Vertreibung ins Paradies

Auf einer Elbinsel ist der erste Naturausgleich für Airbus-Fabrik im Süßwasserwatt Mühlenberger Loch fertig gestellt. Die bedrohte Krickente ist schon umgezogen, die Löffelente zögert noch. Deichverband mit Neubau höchst zufrieden

Die Bestände „wertgebender Arten“ haben sich schnell eingestellt

aus HahnöfersandGERNOT KNÖDLER

So ein Schlickwatt wirkt doch eher unansehnlich, selbst wenn es neu ist. An der Elbe, gegenüber der schleswig-holsteinischen Kleinstadt Wedel, hat der Hamburger Senat ein Stück der niedersächsischen Elbinsel Hahnöfersand abbaggern lassen. Damit will er den Ausbau der Airbus-Fabrik in einem Feuchtgebiet von internationaler Bedeutung gutmachen.

Das neue Watt ist eine narbige, grün-braun-rote Fläche, die sich vor einem breiten neuen Deich ausbreitet. Auf dessen Fuß gedeihen strubbelige Stauden. Auf kleinen Hügeln ruhen sich Watvögel aus. Priele und Pfützen, in denen Enten gründeln, zeugen davon, dass sich dieses Gebiet im Takt der Tiden verändert. Zwei Vogelzugsaisons nach Fertigstellung deutet vieles darauf hin, dass das neue Watt seine Funktion als Ersatzlebensraum erfüllen kann. Auch der Deichverband, sonst kein Freund von Rückdeichungen, ist höchst zufrieden.

------

Deine Aufgabe
Wie geht der Artikel über das neue Watt auf Hahnöfersand weiter? Setze ihn nach seinem letzten Satz fort. Mit dem Artikel über das neue Watt auf Hahnöfersand haben die Daten unten nichts zu tun.

Vorliegende Daten
------

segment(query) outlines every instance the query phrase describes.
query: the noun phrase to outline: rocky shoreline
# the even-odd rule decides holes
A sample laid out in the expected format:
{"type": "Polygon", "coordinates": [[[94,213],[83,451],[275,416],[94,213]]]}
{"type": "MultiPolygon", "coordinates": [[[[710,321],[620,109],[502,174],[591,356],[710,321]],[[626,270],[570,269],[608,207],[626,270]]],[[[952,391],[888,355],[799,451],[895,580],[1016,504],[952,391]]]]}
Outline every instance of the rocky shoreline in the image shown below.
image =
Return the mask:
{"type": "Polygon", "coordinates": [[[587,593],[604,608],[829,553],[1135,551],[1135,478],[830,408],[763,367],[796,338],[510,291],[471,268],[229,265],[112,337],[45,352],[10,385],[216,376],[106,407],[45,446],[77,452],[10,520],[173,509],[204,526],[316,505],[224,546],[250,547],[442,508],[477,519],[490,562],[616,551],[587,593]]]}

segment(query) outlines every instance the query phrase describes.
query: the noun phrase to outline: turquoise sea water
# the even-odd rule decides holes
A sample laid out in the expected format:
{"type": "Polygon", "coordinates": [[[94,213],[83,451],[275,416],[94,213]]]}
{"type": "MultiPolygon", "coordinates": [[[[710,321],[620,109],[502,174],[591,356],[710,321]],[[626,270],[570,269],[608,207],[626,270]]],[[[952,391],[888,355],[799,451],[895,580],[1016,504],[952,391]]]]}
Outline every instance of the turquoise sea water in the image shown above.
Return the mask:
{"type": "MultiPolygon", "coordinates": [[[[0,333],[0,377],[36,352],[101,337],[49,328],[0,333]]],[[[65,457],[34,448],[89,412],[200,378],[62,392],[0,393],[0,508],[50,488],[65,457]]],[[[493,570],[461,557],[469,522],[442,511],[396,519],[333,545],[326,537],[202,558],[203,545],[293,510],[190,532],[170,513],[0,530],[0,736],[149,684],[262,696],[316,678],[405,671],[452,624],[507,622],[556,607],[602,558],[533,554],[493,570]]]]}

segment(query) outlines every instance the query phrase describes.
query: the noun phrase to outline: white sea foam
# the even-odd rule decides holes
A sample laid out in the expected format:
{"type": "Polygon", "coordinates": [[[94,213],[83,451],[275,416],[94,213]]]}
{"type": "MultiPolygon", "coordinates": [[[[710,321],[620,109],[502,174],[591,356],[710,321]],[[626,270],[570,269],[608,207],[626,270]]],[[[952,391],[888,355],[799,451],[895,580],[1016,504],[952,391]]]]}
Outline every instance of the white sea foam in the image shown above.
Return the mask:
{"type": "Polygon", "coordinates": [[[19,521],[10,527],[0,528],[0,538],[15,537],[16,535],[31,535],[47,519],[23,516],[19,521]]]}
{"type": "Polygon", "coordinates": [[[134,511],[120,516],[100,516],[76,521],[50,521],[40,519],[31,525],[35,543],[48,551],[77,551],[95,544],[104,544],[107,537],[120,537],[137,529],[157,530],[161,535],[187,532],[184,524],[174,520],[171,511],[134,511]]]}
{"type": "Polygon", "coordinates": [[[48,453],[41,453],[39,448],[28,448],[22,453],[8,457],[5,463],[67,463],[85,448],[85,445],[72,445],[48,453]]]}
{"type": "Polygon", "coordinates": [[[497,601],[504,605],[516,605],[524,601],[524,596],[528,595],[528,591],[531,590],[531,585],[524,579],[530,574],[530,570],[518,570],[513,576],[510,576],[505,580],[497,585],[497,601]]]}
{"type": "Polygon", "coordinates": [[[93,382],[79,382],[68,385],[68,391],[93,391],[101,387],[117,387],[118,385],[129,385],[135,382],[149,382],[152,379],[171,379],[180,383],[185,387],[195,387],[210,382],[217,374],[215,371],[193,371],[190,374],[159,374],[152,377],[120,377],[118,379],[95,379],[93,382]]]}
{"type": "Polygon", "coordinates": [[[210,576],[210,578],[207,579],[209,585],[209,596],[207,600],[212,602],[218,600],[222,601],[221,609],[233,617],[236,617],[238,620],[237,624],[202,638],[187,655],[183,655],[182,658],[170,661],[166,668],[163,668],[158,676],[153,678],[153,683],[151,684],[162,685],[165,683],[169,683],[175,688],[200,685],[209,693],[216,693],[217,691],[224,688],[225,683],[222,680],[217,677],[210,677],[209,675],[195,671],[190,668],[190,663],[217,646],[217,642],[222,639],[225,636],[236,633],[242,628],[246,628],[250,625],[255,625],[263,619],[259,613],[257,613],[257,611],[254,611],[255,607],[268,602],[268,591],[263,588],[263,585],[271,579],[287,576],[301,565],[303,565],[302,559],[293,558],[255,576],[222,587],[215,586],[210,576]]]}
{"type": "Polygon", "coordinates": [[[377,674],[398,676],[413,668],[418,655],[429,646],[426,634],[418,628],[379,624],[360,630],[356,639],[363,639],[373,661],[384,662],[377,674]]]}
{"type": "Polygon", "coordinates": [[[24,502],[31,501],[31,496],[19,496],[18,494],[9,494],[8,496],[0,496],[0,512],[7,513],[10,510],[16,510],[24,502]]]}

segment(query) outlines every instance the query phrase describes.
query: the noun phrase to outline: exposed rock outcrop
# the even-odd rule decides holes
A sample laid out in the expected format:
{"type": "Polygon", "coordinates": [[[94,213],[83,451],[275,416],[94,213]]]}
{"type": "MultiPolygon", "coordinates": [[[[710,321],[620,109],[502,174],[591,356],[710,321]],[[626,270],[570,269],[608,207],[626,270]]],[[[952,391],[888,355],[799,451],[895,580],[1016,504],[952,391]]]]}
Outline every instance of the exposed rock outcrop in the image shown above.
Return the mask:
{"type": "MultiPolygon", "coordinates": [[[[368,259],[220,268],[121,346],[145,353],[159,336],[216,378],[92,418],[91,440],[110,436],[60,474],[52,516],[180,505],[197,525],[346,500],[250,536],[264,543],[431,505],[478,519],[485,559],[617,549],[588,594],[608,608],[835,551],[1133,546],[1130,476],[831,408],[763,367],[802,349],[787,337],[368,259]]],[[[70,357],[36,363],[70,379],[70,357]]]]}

------

Lösung
Das Abbaggern von Hahnöfersand ist eines von vier Naturschutzprojekten, mit denen Hamburg das Zuschütten eines Viertels des Mühlenberger Lochs auszugleichen versucht. Die Latte dafür liegt hoch. Denn die Elbbucht, ein seltenes Süßwasserwatt, erfüllt die Schutzgebietskriterien der Flora-Fauna-Habitat- (FFH) und der Vogelschutz-Richtlinie der EU. Hier rasten international bedeutende Bestände an Löffelenten, Krickenten und Trauerseeschwalben. Außerdem gedeiht dort der Schierlingswasserfenchel (oenanthe coinoides), der ausschließlich an der Unterelbe vorkommt.

Die Ausgleichsprojekte müssen nach den Vorschriften des Naturschutzrechts möglichst zeitgleich mit dem Bauprojekt abgeschlossen werden. Während die neue Werkshalbinsel im Mühlenberger Loch bereits seit zwei Jahren eingedeicht ist, schwappt die Tide erst seit Oktober vorigen Jahres ins neue Watt – im 63 Hektar großen Westteil der Insel. Der 41 Hektar große Ostteil soll erst im Herbst 2005 baumaschinenfrei sein.

Nach den Zählungen des im Auftrag der Stadt tätigen Vogelkundlers Alexander Mitschke hat eine Reihe von Vogelarten das neue Watt auf Hahnöfersand gut angenommen. „Ich bin positiv überrascht, wie schnell sich die Bestände wertgebender Arten hier eingestellt haben“, sagt Mitschke. 990 Krickenten hat er im August gezählt. Im Mühlenberger Loch hätten sich im Herbst 2002 und im Frühjahr 2003 bis zu 6.500 Krickenten aufgehalten – eine überdurchschnittlich hohe Zahl. Ab 4.000 Exemplaren gilt ein Krickenten-Bestand als international bedeutend.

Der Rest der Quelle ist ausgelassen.